▶ Task statement: Write what comes next in the passage on organizing spatial data models into intermediate and mart layers, starting after its last line.

▶ Passage:
Intermediate: Heavy Spatial Computation

Spatial joins and constructors are expensive and must never run at the mart layer where they would re-execute on every interactive query. The intermediate layer isolates ST_Union, ST_Buffer, ST_Difference, and the spatial-join predicates ST_Intersects, ST_Contains, and ST_DWithin. This is also where fan-out is contained: a point-in-polygon join can multiply row counts, so bounding-box pre-filters and well-ordered dependencies matter. Structuring these relationships is the subject of spatial model dependency graphs, and untangling the cycles that block compilation is covered in resolving circular dependencies in spatial models. For nearest-neighbor and proximity work specifically, the patterns in optimizing proximity joins keep these models from degrading as data grows.

Marts: Materialization and Query Optimization

The mart layer serves pre-aggregated, indexed geometries tuned to how they are consumed:

view — best for dynamic filters or when the BI tool renders geometry client-side.
table / incremental — required when heavy joins are pre-computed, history is snapshotted, or interactive latency matters.

▶ Given data:
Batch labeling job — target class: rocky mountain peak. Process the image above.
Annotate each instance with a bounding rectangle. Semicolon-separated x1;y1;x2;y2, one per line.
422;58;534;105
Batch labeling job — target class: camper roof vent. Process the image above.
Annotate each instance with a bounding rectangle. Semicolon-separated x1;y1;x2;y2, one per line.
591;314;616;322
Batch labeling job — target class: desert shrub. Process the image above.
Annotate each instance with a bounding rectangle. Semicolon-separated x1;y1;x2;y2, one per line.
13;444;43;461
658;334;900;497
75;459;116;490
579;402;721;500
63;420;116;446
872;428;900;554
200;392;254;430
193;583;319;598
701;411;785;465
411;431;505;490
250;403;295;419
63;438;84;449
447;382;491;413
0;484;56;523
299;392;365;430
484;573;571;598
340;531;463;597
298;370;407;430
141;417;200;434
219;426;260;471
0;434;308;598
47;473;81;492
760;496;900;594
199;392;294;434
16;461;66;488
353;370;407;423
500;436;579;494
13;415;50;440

▶ Task output:
ephemeral — for CTEs referenced repeatedly inside one model but never materialized on their own.

Marts should not store raw high-precision coordinates when simplified or tiled geometry suffices for the consumer. Applying ST_Simplify and declaring the spatial index at materialization time is what keeps dashboard scans fast:

-- models/marts/mart_service_areas.sql
{{ config(
    materialized = 'table',
    post_hook = "CREATE INDEX IF NOT EXISTS idx_{{ this.name }}_geom ON {{ this }} USING GIST (geometry)"
) }}

select
    region_id,
    ST_Simplify(geometry, 0.0001) as geometry  -- drop precision the map will never show
from {{ ref('int_service_area_unions') }}

Macro & UDF Abstraction

Spatial logic that repeats — validity sweeps, reprojection, bounding-box filters — belongs in dbt macros rather than copy-pasted SQL. Macros also absorb the dialect differences between engines, which is what makes the develop-on-DuckDB, deploy-to-PostGIS pattern viable. A reprojection wrapper is a typical first abstraction:

-- macros/spatial/to_canonical_srid.sql
{% macro to_canonical_srid(geom_col, target_srid=4326) %}
    ST_Transform({{ geom_col }}, {{ target_srid }})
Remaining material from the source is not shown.